Wednesday, March 31, 2021

Food Truck for Lent

 Yesterday our apartment complex hosted a food truck for three hours in the afternoon. They had promoted it in emails and I had forgotten about it. But Ginger (aka J, aka Red, as I've called her in the blog in the past) spent the day down in Mesa at her folks house, as her niece is in town. She reminded me about the food truck, as she keeps better track of these things.

The truck was scheduled to start serving 5 pm. With the schedule we keep, this is actually after our normal dinner time, as we keep a schedule that skews early. At 4:55 I walked over I saw the truck was already set up, blocking off a part of the small circular access drive that loops up to the front of admin building of the complex.

I was the first one to arrive. From the mosaic of laminated menu cards on the truck, I could tell in served Mexican food, specializing in quesadilla. The truck itself looked well worn, the product of many years of service. A thin grey-haired Hispanic woman had set up a tiny table out front with a payment portal. She was wearing a mask and I put mine on out of courtesy, because there was a sign asking me to on the side of the truck.

After confirming that they were already open,  I took the opportunity to chat with her a few minutes. I asked about the history of the truck. "They've been doing this since the Seventies," she said. It was a very old-school food truck.

> [Listed records]
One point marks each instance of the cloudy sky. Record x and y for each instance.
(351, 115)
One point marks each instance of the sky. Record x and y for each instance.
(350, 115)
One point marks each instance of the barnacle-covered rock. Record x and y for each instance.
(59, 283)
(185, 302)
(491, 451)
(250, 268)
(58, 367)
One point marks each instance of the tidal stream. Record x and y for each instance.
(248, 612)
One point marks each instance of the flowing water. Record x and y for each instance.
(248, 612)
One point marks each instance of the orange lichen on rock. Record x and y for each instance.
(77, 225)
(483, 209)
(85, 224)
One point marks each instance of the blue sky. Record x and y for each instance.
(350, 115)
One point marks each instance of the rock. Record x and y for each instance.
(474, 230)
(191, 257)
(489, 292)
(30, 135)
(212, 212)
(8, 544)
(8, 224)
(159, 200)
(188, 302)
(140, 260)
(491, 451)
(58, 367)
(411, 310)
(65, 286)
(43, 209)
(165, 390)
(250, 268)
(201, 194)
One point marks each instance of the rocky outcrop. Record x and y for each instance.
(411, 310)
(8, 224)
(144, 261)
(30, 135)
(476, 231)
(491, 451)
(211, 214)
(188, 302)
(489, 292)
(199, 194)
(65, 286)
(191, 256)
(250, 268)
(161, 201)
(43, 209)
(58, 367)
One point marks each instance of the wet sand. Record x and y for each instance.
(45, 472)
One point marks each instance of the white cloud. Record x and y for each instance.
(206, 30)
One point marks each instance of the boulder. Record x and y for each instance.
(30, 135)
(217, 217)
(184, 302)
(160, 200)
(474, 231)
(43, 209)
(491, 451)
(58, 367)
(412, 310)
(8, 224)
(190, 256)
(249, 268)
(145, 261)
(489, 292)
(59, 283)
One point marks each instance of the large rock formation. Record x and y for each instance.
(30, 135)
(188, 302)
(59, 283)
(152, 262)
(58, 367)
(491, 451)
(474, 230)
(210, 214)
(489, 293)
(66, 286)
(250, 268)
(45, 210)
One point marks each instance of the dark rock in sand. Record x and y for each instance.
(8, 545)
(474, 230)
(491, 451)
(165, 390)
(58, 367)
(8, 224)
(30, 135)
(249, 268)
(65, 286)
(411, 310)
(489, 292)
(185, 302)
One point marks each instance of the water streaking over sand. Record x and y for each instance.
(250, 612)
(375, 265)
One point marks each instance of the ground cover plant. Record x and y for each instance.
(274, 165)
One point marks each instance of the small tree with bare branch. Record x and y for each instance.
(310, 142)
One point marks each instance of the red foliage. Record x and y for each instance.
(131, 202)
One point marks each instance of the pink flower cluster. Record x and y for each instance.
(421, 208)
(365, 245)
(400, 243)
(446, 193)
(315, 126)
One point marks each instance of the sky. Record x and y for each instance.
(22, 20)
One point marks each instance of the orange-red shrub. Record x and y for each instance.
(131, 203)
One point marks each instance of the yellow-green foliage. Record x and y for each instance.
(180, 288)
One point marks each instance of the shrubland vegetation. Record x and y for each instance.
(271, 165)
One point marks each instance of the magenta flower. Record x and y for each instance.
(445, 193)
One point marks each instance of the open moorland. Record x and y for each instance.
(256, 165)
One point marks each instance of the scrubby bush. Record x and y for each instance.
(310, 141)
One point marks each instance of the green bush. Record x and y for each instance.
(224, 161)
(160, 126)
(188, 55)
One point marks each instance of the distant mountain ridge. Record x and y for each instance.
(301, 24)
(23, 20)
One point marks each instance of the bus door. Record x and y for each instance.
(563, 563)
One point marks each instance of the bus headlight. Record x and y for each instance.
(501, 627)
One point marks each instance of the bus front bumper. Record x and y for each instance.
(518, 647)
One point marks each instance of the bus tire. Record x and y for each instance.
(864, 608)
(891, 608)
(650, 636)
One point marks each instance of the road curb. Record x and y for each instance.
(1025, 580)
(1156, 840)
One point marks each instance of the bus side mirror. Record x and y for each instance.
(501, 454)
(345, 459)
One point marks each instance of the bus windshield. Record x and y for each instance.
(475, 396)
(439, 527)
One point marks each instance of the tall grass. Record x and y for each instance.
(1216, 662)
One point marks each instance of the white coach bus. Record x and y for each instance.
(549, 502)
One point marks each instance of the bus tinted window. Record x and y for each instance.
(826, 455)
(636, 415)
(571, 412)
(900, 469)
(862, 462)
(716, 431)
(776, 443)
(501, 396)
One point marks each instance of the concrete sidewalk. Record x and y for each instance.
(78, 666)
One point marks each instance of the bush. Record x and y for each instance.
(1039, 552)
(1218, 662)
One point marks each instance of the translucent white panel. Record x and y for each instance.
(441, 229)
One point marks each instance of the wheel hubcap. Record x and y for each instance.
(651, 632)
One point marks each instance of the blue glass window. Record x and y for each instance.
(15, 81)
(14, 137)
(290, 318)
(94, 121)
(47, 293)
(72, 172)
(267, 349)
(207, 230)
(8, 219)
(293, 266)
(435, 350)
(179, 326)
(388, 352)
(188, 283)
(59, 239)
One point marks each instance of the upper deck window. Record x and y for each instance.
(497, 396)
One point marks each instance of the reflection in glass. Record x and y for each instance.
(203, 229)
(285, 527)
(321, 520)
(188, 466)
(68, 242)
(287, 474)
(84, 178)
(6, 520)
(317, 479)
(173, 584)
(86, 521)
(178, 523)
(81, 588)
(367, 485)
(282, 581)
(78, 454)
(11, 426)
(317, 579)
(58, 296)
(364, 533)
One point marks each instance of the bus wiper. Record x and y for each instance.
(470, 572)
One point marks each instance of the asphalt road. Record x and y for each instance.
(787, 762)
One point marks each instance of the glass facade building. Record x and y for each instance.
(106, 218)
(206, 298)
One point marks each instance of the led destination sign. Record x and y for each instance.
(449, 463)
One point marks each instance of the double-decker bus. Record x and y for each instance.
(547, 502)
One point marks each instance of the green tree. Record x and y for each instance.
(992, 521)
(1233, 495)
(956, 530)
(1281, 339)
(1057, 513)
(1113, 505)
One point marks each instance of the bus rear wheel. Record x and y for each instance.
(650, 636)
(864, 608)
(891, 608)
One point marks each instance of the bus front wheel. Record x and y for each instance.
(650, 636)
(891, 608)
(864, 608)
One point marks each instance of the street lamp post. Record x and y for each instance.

> [Exercise] In the food truck post, what time was the truck scheduled to start serving?

> [Written answer] 5 pm.